Exercise:
This task calls for copying every line of the records that includes the word "below".

Saved entries:
*****
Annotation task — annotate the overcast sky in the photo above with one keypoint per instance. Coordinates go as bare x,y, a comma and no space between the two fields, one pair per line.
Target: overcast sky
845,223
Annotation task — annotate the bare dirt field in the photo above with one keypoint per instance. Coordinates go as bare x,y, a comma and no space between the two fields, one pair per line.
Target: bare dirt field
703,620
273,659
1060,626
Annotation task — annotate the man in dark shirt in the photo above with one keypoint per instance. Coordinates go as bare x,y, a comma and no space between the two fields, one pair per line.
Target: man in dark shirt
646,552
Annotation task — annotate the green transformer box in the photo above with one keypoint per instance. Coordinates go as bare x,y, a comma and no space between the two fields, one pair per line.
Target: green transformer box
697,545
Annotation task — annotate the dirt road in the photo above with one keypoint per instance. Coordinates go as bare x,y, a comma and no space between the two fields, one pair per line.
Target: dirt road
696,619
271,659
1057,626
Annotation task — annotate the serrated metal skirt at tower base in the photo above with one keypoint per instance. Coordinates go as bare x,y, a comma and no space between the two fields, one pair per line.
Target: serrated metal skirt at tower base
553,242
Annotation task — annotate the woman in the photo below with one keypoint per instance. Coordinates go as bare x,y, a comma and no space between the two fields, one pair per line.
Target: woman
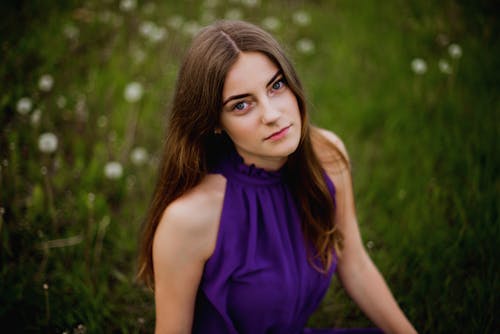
253,209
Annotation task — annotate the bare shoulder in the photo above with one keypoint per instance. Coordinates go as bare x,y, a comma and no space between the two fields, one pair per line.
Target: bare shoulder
330,150
192,220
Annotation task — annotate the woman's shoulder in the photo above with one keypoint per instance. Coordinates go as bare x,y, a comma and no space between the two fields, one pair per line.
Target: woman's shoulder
329,149
194,217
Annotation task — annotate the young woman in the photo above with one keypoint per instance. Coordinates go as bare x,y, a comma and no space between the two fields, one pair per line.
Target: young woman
253,210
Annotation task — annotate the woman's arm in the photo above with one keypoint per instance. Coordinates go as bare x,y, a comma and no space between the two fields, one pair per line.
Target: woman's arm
358,274
184,240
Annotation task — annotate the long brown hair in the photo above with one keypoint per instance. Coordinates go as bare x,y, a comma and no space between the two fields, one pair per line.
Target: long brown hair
191,146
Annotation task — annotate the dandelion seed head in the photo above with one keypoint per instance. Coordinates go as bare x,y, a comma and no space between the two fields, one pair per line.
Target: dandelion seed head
80,329
442,39
128,5
305,45
418,66
250,3
90,198
45,83
175,22
401,194
444,67
455,51
210,3
102,121
131,181
149,8
113,170
133,92
152,31
36,116
301,18
71,31
234,14
139,156
47,142
138,55
271,23
191,28
208,17
24,105
61,102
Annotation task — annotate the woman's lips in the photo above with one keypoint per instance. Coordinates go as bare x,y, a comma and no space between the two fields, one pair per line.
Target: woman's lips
278,134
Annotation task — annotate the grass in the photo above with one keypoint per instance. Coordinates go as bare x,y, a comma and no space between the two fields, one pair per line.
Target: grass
423,148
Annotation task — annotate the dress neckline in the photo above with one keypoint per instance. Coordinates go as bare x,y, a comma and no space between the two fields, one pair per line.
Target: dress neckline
235,166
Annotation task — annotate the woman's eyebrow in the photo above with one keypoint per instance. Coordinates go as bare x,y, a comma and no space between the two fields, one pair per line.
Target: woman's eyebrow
235,97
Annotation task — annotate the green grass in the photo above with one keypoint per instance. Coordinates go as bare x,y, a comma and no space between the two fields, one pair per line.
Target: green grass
423,148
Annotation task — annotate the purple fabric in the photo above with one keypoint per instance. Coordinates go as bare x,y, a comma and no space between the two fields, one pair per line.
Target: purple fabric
259,279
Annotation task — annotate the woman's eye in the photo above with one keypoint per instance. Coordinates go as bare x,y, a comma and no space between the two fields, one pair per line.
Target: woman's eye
278,84
240,106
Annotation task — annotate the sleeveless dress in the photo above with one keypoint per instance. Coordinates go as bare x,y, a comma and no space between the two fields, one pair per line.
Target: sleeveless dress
259,278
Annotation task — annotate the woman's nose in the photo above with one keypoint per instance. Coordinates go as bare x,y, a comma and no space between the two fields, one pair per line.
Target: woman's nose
270,112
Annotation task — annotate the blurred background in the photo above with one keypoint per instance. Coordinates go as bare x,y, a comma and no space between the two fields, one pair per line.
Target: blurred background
412,87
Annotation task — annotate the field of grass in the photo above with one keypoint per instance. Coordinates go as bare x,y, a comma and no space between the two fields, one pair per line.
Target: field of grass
412,87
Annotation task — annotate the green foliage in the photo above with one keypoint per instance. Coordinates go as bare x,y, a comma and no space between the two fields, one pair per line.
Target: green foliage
423,148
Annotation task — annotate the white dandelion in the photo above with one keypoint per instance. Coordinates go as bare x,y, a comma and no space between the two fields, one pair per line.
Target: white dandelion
71,31
138,55
113,170
139,156
271,23
191,28
158,34
208,17
24,105
175,22
152,32
455,51
47,142
133,92
128,5
61,101
234,14
301,18
305,45
102,121
36,116
444,66
418,66
210,3
45,83
250,3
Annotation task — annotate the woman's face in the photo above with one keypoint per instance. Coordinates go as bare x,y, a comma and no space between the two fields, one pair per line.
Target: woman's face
260,112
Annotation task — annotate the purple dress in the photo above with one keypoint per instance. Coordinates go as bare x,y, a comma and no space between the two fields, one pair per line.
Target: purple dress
259,279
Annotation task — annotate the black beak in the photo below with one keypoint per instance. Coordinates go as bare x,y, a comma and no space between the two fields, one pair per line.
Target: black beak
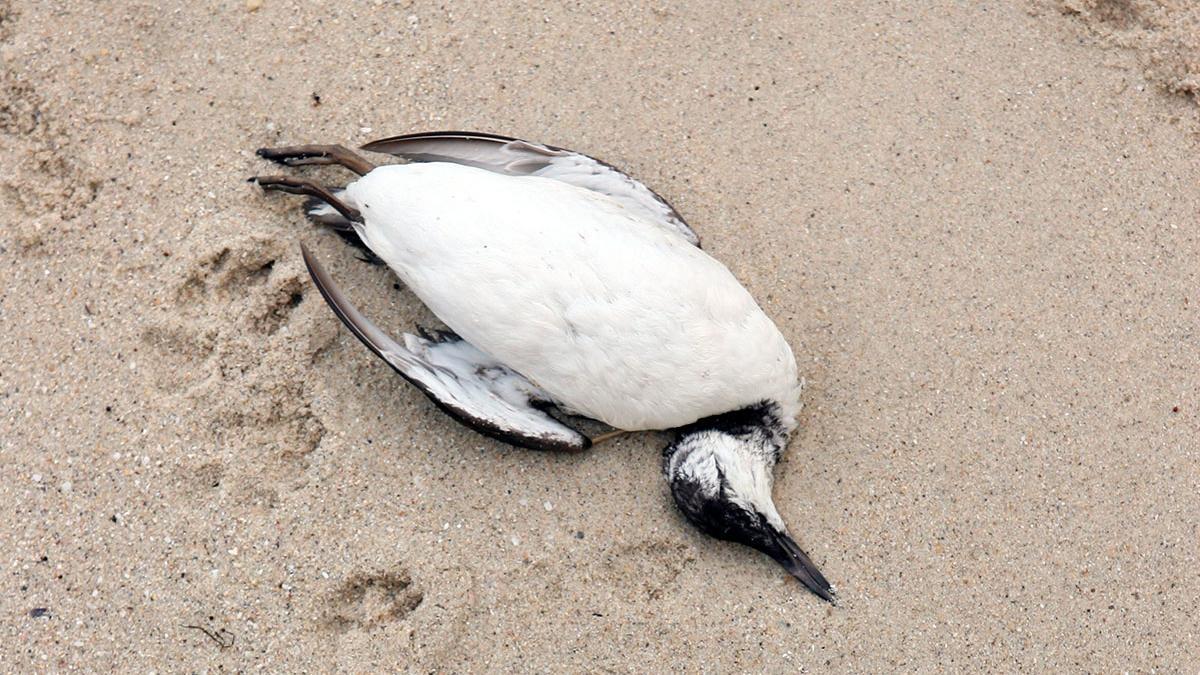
797,562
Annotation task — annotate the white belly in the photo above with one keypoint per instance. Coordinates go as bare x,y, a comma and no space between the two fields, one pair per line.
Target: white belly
617,318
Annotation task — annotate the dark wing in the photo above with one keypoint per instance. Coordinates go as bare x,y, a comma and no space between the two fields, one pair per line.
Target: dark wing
513,156
466,383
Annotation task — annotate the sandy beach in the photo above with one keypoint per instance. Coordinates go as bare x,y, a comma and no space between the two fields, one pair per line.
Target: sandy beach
976,223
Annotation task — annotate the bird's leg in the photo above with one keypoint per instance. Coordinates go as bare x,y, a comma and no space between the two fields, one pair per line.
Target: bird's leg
301,155
609,436
298,186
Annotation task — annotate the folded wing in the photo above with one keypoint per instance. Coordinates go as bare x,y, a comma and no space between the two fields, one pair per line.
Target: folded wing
466,383
521,157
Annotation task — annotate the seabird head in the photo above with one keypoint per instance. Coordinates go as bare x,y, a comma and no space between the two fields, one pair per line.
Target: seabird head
720,470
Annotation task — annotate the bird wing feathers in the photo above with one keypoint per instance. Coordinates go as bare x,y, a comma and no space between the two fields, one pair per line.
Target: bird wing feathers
513,156
466,383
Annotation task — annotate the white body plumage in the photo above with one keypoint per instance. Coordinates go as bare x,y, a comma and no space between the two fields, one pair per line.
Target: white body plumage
568,284
616,317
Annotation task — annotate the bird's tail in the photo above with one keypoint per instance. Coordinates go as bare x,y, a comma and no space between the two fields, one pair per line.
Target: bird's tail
321,213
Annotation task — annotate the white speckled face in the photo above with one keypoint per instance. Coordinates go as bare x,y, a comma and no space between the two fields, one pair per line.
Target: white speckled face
742,464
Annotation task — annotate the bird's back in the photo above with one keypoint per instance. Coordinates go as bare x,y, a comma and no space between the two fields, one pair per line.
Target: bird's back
616,317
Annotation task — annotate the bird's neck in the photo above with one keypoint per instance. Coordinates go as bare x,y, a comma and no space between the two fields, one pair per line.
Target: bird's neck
760,425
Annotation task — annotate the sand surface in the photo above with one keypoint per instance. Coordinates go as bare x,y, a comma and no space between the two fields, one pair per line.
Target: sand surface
976,222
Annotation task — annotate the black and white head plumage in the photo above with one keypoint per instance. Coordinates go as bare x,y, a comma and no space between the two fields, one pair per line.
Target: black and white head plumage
720,471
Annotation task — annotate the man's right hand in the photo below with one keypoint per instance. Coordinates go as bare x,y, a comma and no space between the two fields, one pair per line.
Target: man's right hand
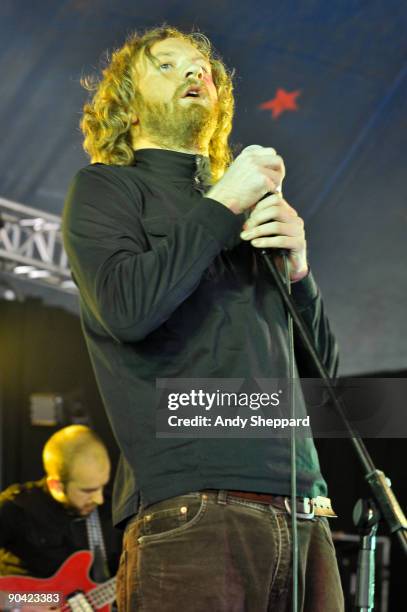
255,172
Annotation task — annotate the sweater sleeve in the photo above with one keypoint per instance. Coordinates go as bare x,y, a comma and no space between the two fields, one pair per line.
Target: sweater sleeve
307,296
129,286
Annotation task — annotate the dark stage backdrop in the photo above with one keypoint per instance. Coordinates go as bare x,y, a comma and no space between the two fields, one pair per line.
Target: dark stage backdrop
42,350
322,82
*****
Output for this exercise:
Annotation task — annotate the woman in the photo below with one keypoint per instance. Coordinates go as bare x,y, a comma and no space between the two fields, one pair per line.
Annotation task — annotate the black beak in the photo below with one keypoint per instance. Coordinates go as bare x,y, a comma and no space between the two fields, one pair per line.
Annotation task — annotate the man's right hand in the photo below with one keypoint per instance. Coordinates go as bare x,y, a comma and no space between the two fields, one pair per line.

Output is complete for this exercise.